Much of the talent that fuels America’s universities and tech hubs comes from abroad. Between 1990 and 2014 for example, the college-educated immigrant population increased 339 per cent from 3.1 to 10.5 million. A group of particular importance is graduate students in fields such as science, engineering and health. It is these individuals whose knowledge and innovative ideas fuel the technologically advanced businesses on which US exports rely. Among the graduate students in these fields, one third are not US citizens or permanent residents, but rather foreign visitors. In some fields, international students make up the majority. An analysis of the latest data shows that 61 per cent of full-time graduate students in computer science are international. In the field of Electrical Engineering the share is even higher, 72 per cent.

Where do these students come from? China and Korea are countries often associated with global talent influx into the US. But, we should not forget that several Muslim-majority countries, such as Pakistan and Iran, are also of importance, along with Muslim groups from India and Bangladesh. An illustrative example is Maryam Mirzakhani, born in Iran in 1977. Showing an early gift for mathematics, she received a degree from Sharif University of Technology in Tehran. After moving to the US, Maryam earned her PhD from Harvard before becoming a young professor at Stanford. In 2014 she was awarded the International Medal for Outstanding Discoveries in Mathematics. Maryam was the first women to win the medal, unofficially referred to as the “Nobel Prize of mathematics”. Since it was established in 1936, all previous winners have been male.

Her story is not unique. In 2003, administrators at Stanford University’s Electrical Engineering Department were reportedly startled when the notoriously difficult entrance exam for PhD studies had been aced by a group of foreign students. The majority originated from one place – the same Sharif University where Maryam had studied. Stanford is not an isolated example. Iranian top students are doing well in the International Science Olympiads and flourishing in foreign universities.

The Trump administration’s visa ban is affecting graduate students from Stanford. The Stanford Daily reported that Mostafa Afkhamizadeh, a Stanford PhD student born in Iran, was visiting his family when the presidential order was unexpectedly announced. The prospects for the fifth-year PhD student remain unclear. Will he be able to travel back to the US to finish his research studies in management science and engineering? Another example is that of Nisrin Omer, a Sudanese Harvard University graduate who is a graduate student in anthropology at Stanford. Although Omer is a legal U.S. resident and has lived in the country since 1993, she was briefly handcuffed and detained at JFK airport. There are more examples to be found amongst Stanford PhD students alone, such as Khashayar Khosravi and his fiancée whose wedding plans have been disrupted by the visa ban simply since they both happened to be born in Iran. We should keep in mind that the next wave of graduate students seeking to apply to foreign universities are taking note of the new risks associated with applying to the US. It helps putting oneself in someone else’s shoes: if you were a talented young Pakistani student, would you apply to a university in the US next year?

Your instructions =
Please turn the paragraph of the passage on foreign graduate students that starts "Her story is not unique" into a short list that keeps its main facts. The lines after this point come from a separate source.

Listed records =
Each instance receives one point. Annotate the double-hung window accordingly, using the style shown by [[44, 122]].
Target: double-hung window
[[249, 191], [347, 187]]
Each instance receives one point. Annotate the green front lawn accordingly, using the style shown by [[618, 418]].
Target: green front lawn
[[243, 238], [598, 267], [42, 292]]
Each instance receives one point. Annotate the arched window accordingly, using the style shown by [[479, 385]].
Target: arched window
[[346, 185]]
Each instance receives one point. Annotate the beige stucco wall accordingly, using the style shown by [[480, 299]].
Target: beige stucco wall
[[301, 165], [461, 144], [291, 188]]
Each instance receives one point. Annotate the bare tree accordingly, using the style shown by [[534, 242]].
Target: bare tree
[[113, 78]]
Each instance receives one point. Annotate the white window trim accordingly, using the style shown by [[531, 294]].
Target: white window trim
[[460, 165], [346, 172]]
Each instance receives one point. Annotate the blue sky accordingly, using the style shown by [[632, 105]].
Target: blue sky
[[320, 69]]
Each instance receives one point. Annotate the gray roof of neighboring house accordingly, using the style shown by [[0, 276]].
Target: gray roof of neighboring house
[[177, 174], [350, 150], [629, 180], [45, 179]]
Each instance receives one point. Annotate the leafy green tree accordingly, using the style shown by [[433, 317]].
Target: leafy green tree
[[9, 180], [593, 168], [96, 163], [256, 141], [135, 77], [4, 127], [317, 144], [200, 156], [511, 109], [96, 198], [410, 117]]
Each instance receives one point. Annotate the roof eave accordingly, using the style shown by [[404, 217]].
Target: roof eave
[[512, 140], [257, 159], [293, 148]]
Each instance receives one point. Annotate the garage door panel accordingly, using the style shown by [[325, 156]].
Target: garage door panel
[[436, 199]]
...
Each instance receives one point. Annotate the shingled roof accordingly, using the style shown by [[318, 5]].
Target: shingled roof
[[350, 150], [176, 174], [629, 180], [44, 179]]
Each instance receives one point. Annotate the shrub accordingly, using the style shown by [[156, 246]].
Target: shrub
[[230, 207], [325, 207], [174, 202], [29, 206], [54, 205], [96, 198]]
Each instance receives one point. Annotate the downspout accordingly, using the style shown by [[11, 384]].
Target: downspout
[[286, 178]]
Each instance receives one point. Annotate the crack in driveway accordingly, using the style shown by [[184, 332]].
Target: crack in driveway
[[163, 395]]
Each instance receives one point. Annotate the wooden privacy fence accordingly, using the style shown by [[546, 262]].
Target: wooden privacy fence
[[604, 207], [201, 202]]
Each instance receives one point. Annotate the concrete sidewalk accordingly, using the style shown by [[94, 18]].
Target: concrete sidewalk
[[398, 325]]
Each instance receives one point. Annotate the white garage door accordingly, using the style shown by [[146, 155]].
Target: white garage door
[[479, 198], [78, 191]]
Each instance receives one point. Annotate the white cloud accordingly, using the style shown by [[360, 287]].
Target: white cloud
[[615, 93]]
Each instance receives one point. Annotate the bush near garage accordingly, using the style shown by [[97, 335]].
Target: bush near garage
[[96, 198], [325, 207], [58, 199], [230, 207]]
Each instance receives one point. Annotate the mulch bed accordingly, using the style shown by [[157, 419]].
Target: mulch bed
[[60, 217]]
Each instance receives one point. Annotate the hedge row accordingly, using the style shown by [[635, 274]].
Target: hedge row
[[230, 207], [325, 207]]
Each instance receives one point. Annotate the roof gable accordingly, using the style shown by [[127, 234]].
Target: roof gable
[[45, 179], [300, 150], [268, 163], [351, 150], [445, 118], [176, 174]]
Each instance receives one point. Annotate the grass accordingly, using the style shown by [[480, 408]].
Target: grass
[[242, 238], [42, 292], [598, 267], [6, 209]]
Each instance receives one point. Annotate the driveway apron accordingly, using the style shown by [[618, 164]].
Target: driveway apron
--
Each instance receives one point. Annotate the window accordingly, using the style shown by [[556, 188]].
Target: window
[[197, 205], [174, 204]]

Solution for this task =
- In 2003, administrators in Stanford University's Electrical Engineering Department were reportedly startled when a group of foreign students aced the notoriously difficult PhD entrance exam.
- Most of those students came from Sharif University, where Maryam had studied.
- Stanford is not an isolated case: top Iranian students do well in the International Science Olympiads and flourish at foreign universities.